===== Provided data =====

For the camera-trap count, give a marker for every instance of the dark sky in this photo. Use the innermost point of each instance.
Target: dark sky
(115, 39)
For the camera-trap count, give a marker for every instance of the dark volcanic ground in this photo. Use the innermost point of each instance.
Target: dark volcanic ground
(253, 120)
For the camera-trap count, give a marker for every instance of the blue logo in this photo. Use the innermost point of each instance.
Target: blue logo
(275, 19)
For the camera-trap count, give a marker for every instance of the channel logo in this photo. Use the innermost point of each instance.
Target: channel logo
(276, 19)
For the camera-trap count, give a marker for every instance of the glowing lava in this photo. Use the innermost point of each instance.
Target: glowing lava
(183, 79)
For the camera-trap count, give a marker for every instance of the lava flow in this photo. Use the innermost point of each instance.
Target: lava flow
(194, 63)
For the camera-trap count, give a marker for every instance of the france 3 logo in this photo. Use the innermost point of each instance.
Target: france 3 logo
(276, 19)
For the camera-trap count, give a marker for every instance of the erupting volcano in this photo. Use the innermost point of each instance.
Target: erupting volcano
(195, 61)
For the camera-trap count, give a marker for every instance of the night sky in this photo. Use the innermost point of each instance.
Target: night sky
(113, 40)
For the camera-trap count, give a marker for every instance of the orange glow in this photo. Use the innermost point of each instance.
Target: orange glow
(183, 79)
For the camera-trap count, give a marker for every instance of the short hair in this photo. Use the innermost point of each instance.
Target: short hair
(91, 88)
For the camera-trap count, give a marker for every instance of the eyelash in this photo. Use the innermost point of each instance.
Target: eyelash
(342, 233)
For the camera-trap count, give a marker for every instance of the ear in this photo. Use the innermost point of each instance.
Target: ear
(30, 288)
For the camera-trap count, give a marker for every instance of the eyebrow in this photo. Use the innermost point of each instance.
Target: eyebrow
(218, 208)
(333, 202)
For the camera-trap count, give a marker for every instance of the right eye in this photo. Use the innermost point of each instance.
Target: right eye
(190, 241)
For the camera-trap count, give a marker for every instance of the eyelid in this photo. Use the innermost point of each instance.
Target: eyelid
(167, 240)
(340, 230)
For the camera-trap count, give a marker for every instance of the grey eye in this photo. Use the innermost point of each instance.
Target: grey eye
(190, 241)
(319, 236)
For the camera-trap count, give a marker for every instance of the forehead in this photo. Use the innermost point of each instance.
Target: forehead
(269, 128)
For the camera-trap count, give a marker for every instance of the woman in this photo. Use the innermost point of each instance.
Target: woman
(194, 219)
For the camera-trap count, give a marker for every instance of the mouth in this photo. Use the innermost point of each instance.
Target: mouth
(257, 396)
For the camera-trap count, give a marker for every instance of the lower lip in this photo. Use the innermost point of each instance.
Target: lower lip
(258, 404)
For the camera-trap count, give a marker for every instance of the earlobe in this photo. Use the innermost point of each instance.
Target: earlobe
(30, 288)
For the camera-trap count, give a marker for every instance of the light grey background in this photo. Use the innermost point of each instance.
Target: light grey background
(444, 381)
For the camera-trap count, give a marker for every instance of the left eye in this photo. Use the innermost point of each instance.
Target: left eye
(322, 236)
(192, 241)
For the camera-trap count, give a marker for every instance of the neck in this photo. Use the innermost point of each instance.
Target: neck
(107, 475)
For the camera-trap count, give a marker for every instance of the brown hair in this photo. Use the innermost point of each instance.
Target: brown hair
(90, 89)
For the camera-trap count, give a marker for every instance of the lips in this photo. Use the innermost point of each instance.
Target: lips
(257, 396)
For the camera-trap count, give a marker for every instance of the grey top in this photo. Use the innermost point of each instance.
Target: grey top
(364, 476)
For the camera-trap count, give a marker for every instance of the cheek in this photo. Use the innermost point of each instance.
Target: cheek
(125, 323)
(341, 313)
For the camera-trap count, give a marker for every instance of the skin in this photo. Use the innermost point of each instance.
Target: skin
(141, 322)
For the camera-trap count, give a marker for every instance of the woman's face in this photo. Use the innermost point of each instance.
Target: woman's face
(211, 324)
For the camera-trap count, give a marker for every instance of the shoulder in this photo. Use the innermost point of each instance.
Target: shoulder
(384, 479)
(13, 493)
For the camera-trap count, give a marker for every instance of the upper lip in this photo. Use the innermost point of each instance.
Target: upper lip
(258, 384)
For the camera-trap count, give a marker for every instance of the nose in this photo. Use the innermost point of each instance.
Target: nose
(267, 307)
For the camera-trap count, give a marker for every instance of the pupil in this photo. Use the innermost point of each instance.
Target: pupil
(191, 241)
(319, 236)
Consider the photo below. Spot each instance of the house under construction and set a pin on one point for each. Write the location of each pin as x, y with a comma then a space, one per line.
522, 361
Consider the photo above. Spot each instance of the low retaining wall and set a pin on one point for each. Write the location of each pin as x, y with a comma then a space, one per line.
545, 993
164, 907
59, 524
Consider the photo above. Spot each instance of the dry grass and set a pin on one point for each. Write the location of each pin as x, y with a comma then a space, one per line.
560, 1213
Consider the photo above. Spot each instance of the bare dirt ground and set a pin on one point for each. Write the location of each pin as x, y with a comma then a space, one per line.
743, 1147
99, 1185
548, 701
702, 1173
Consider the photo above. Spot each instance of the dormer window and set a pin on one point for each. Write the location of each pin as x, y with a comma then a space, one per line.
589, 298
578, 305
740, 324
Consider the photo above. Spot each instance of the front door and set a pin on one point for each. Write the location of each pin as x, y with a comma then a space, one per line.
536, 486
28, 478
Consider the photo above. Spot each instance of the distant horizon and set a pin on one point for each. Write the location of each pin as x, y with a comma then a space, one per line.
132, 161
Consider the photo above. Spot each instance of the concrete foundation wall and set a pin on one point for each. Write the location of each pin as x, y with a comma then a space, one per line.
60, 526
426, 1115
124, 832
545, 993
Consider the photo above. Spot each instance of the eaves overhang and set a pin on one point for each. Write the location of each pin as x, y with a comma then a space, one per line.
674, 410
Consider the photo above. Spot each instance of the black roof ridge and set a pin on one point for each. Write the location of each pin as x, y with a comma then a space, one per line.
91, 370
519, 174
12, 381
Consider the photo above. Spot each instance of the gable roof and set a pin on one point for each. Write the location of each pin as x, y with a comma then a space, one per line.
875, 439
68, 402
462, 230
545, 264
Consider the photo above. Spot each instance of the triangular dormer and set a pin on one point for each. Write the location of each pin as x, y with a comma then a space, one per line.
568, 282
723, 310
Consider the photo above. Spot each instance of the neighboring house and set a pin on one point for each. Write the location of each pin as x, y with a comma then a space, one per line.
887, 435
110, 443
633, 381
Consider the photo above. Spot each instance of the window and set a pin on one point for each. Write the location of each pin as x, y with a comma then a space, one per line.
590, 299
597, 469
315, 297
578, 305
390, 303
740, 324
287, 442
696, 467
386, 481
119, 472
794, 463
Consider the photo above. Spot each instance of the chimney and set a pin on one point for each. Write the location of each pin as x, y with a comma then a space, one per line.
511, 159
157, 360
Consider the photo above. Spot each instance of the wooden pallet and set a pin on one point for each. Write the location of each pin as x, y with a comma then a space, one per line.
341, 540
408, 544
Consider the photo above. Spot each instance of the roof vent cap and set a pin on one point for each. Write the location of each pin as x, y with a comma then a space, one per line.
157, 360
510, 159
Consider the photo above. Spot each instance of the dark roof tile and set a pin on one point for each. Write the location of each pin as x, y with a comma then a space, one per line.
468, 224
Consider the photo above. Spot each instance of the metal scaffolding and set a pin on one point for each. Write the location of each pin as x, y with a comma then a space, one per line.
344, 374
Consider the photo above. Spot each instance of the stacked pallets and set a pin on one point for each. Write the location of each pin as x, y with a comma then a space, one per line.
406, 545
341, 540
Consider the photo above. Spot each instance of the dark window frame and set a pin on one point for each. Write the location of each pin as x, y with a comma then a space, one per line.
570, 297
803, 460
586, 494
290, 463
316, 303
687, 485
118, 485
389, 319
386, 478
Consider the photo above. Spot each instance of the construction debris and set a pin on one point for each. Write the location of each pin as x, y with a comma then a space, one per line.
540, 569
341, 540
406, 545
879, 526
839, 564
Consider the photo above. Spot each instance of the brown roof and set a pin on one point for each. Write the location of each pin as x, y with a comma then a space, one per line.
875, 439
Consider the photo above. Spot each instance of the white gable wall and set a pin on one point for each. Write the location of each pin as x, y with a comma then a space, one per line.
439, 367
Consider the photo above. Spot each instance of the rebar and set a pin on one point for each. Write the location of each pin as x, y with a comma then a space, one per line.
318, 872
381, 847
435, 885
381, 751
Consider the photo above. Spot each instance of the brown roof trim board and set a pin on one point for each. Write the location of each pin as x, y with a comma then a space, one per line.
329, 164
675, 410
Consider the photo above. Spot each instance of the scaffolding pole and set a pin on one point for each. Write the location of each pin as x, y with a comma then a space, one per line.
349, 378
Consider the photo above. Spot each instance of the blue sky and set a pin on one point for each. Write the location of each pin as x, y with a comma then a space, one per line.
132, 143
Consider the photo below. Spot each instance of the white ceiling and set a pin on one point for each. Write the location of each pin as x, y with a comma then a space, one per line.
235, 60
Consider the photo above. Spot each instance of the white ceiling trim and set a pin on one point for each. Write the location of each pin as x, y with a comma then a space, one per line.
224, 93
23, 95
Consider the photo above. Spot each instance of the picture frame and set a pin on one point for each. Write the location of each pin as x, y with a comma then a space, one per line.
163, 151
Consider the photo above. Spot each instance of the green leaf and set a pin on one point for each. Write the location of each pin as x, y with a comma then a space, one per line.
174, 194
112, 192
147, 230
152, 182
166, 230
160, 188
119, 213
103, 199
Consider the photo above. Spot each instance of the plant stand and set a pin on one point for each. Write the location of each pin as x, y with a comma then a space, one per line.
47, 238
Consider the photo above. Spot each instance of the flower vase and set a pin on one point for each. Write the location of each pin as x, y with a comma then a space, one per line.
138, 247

=====

→ **Task to complete**: Every line from the line containing "Target: lips" through the line containing "of the woman's" in the records above must be retyped exactly. Leave out the rest.

→ **Written response**:
Target: lips
(257, 396)
For the camera-trap count, give a marker for every instance of the grey top in this photo. Use the innermost point of each instance.
Target: grey top
(364, 476)
For the camera-trap count, give a marker for every instance of the cheek in this photo. Use the innermost point of each instance.
Target: cheek
(125, 323)
(341, 313)
For the camera-trap count, give a marker for every instance of the skin in this photo. Use the innermost point of each instance.
Target: skin
(141, 322)
For the camera-trap count, give a marker for every instance of the woman's face in this photo. Use the innermost point of each instance.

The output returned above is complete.